Les enfants jouent souvent au jeu de société Risk. C'est une façon simple de voir comment le monde est divisé, avec des simplifications intéressantes. L'ironie du sort veut que l'Ukraine recouvre entièrement la Russie européenne sur la planche de jeu. En faisant référence à cette région, quelqu'un dirait naturellement « the Ukraine ». Mais pourquoi cela a-t-il autant d'importance ?

Lorsque l'on joue à un jeu, cela n'a pas d'importance. Mais lorsque l'on traite d'affaires géopolitiques, si l'article « the » (en anglais dans le texte original) précède le nom du pays « Ukraine », la souveraineté de celui-ci est remise en question. 

Grâce aux pourparlers de paix à Minsk le 12 février dernier, les quatre chefs d'État de la Russie, de l'Ukraine, de l'Allemagne et de la France semblent avoir réussi leur vraie première tentative pour mettre fin à la guerre civile dans le Donbass. Nous pouvons néanmoins nous demander si la trêve va durer. En effet, les combats dans la région de Debaltseve les jours derniers ainsi que l'explosion qui a tué deux personnes, dont un policier à Kharkiv dimanche dernier, soulignent la fragilité des accords de Minsk.

CONSIGNES DE L'EXERCICE:
a - Dans le passage sur l'Ukraine et le jeu Risk, quel territoire l'Ukraine recouvre-t-elle entièrement sur la planche de jeu ?
b - Indiquez si chacune des affirmations suivantes concorde avec le passage sur l'Ukraine et le jeu Risk : (i) les pourparlers de paix de Minsk ont eu lieu le 12 février ; (ii) cinq chefs d'État ont pris part à ces pourparlers ; (iii) l'explosion de Kharkiv a tué deux personnes, dont un policier.
c - Rédigez la suite du passage sur l'Ukraine et le jeu Risk à partir de sa dernière phrase.
Les données constituent un matériel distinct du passage sur l'Ukraine.

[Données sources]
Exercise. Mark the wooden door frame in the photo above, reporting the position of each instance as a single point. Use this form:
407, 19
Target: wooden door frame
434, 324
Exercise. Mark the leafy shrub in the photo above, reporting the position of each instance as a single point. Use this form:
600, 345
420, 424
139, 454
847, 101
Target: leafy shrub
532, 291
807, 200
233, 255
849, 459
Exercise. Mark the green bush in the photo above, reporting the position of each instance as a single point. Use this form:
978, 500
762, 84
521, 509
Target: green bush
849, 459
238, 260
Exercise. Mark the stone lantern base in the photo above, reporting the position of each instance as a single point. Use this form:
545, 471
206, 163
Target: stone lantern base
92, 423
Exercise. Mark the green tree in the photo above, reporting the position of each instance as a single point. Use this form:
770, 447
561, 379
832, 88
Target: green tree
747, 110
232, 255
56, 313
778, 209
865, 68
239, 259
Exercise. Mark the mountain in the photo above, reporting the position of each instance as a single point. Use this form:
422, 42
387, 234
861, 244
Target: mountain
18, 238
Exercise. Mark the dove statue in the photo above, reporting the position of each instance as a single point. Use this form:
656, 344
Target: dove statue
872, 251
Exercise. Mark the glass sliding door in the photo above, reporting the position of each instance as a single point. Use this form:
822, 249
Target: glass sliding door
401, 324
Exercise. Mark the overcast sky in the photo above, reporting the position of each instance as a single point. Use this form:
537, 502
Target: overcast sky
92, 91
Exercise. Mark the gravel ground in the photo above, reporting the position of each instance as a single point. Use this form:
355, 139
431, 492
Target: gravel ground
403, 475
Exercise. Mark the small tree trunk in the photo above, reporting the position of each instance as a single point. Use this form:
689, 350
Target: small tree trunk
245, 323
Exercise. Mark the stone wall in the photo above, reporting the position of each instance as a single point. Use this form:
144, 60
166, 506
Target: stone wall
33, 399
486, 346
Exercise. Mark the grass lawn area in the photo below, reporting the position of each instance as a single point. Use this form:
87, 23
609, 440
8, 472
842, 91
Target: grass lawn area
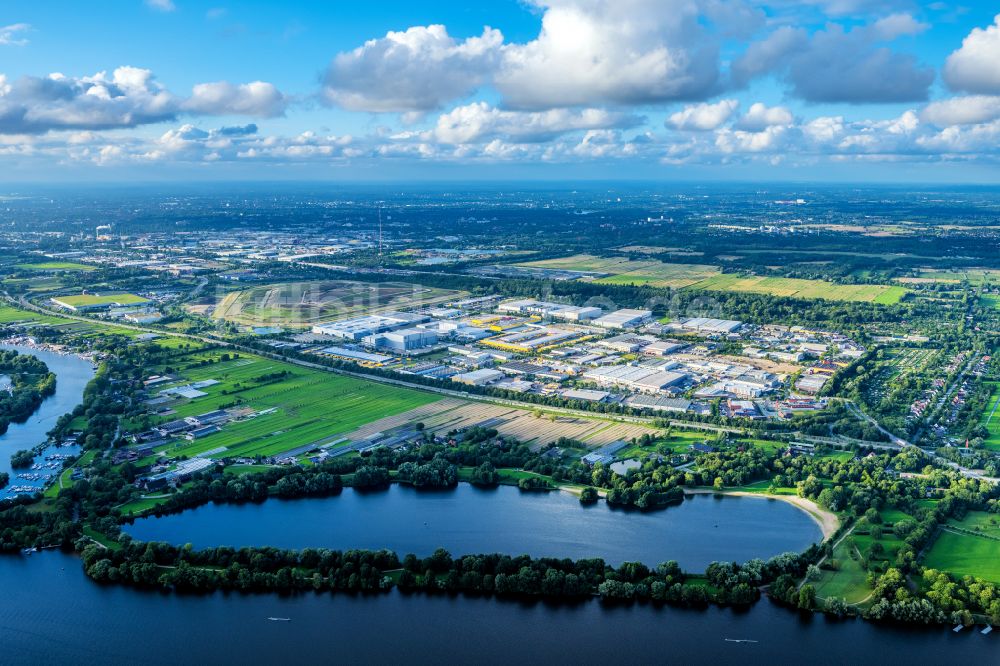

RÉSULTATS:
a - La Russie européenne.

b -
(i) Oui : « Grâce aux pourparlers de paix à Minsk le 12 février dernier ».
(ii) Non : « les quatre chefs d'État de la Russie, de l'Ukraine, de l'Allemagne et de la France ».
(iii) Oui : « l'explosion qui a tué deux personnes, dont un policier à Kharkiv dimanche dernier ».

c -
Depuis le début de la révolution de Maïdan en novembre 2013, la situation en Ukraine a été tout particulièrement imprévisible. Ce qui a commencé comme une révolte contre le gouvernement corrompu de Yanukovych et en faveur d'un rapprochement avec l'Europe, s'est soldé par une annexion de la Crimée par la Russie et une guerre civile dans l'est du pays. Peu importe le dénouement des derniers accords de paix, le fait que Poutine profite de la situation instable de son voisin démontre clairement qu'il ne respecte pas l'Ukraine en tant que nation souveraine.

Au regard des circonstances actuelles, antéposer l'article « the » au nom du pays « Ukraine » semble être une question anodine. Cependant, en creusant un peu plus, cette dernière a une forte valeur symbolique et représente le plus gros défi auquel l'Ukraine fait face depuis son indépendance en 1991 : sa reconnaissance en tant qu'Etat-nation indépendant.

Qu'y a-t-il de sous-jacent à un nom ?

La plupart des linguistes s'accordent à dire que le nom « Ukraine » vient de la préposition russe « u », qui signifie « à » et du mot russe « krai » qui fait référence au bord, à la frontière. Une traduction possible serait « région limitrophe » ou « à la frontière ». Celle-ci a été précédemment utilisée pour décrire la région à la frontière sud entre la Pologne et la Russie. Avant 1991, lorsque l'Ukraine faisait encore partie de l'Union soviétique en tant que République socialiste soviétique d'Ukraine, on y faisait fréquemment référence sous la dénomination « the Ukraine ». Le même problème se posait avec les anciennes colonies comme « the » Liban (« Lebanon » versus « the Lebanon » en anglais dans le texte original).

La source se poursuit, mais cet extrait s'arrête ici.